**REQUIRED WORK**: Copy out all of the material, matching it word for word.

++++ EXERCISE MATERIALS

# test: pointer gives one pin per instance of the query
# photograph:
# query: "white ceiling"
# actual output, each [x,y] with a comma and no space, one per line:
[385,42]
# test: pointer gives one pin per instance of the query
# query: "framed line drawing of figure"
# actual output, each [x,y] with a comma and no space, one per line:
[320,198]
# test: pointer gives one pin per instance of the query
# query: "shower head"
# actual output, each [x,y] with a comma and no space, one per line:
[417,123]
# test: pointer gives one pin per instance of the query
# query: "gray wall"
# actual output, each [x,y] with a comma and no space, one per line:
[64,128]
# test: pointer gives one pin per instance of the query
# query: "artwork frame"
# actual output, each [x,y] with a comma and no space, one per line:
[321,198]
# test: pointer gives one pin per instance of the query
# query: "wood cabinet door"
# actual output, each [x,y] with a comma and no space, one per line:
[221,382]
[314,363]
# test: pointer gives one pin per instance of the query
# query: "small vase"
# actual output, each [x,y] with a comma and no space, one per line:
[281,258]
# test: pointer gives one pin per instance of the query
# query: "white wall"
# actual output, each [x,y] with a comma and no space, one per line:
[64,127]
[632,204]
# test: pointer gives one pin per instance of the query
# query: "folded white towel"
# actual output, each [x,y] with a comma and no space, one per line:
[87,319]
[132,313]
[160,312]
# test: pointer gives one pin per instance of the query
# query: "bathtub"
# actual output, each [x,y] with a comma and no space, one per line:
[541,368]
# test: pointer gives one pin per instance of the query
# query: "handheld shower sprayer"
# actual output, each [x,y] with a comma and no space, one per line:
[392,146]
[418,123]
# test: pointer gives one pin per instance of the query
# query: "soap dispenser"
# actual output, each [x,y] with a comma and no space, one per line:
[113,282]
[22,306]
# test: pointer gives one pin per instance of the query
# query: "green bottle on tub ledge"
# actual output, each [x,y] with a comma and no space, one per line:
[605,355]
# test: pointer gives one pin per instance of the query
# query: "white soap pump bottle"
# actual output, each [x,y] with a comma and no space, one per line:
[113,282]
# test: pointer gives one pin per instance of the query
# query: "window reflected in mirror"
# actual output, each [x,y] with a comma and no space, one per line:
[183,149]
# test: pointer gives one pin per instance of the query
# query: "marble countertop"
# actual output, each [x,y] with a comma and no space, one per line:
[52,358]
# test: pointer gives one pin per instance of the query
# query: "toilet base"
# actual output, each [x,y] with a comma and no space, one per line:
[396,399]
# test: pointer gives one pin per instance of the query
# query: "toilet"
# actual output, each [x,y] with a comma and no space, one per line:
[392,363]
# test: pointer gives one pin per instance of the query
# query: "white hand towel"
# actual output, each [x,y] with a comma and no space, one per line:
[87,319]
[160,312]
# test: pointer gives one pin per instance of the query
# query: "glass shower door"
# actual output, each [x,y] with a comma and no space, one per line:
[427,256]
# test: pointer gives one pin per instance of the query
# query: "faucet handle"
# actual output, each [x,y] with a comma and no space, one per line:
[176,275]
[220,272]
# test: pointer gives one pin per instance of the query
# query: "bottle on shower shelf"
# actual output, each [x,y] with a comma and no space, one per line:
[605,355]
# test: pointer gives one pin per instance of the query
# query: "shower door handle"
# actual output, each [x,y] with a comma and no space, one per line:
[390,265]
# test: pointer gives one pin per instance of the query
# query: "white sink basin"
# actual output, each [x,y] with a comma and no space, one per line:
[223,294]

++++++++

**OUTPUT BELOW**:
# test: pointer gives one pin per instance of the query
# photograph:
# query: "white ceiling"
# actual output, each [x,y] with a comma and no space, one per line:
[385,42]
# test: pointer gives one pin per instance of the query
# query: "framed line drawing of figure"
# actual output, each [x,y] with a comma and no space, one per line:
[320,198]
# test: pointer gives one pin per instance of the query
# query: "shower head"
# actual output, each [x,y] with a comma and no space, one per line:
[417,123]
# test: pointer gives one pin per instance of the query
# query: "gray wall"
# actual output, each [x,y] with a comma and no space, one per line:
[64,128]
# test: pointer gives one pin per instance of the query
# query: "artwork frame"
# actual output, each [x,y] with a comma and no space, one per line:
[321,198]
# test: pointer gives one pin per instance of the query
# query: "wood cabinet door"
# actual output, each [x,y] with a comma and no space, one per line:
[221,382]
[314,363]
# test: pointer gives one pin per instance of the query
# query: "small vase"
# actual output, each [x,y] with a comma and no space, one per line:
[281,258]
# test: pointer gives one pin per instance of the query
# query: "white wall"
# actual output, each [x,y] with a comma and no space, one per line:
[64,127]
[632,204]
# test: pointer gives one pin per instance of the query
# query: "folded white towel"
# actual output, each [x,y] with a comma and no space, one per line:
[87,319]
[132,313]
[160,312]
# test: pointer gives one pin per instance of the query
# query: "bathtub"
# actual output, each [x,y] with a comma and no space, one per line:
[541,368]
# test: pointer gives one pin per instance of the query
# query: "handheld shower sprayer"
# actual output, each [x,y] with a comma and no space, one per line:
[392,146]
[418,123]
# test: pointer gives one pin per instance of the query
# query: "soap dispenser"
# actual output, each [x,y] with a comma and no space, one per line:
[113,282]
[22,306]
# test: pointer gives one pin per instance of the query
# query: "green bottle on tub ledge"
# actual output, each [x,y] with a comma and no space, one per line:
[605,355]
# test: pointer gives one pin per instance of the query
# query: "white soap pump bottle"
# actual output, each [x,y] with a comma and no space, one per line:
[113,282]
# test: pointer gives one pin per instance of the query
# query: "window reflected in mirror"
# actual output, each [x,y] with a comma and no space, one per line:
[183,149]
# test: pointer gives one pin per instance of the query
# query: "marble countertop"
# actual output, each [x,y] with a comma and no space, one per line:
[52,358]
# test: pointer gives one pin per instance of the query
# query: "toilet base"
# actual output, each [x,y] with a comma and no space, one per line:
[396,399]
# test: pointer gives one pin per instance of the query
# query: "toilet"
# actual output, each [x,y] with a comma and no space, one per line:
[392,363]
# test: pointer gives one pin per instance of the query
# query: "white hand towel"
# actual output, each [x,y] with a comma and no space, one per line:
[87,319]
[160,312]
# test: pointer gives one pin per instance of the query
# query: "glass shower door"
# actual output, each [x,y] with a comma and no space, one per line:
[427,256]
# test: pointer gives one pin per instance of the query
# query: "faucet handle"
# actual output, each [x,y] with a comma and no space, one per line:
[176,275]
[220,272]
# test: pointer gives one pin per instance of the query
# query: "bottle on shower shelf"
# actual output, each [x,y] with a comma and no space, one per line:
[605,355]
# test: pointer gives one pin per instance of the query
# query: "shower door handle"
# actual output, each [x,y] with a comma and no space, one per line:
[390,265]
# test: pointer gives one pin per instance of the query
# query: "white sink basin"
# actual output, each [x,y] with a comma and no space, one per line:
[223,294]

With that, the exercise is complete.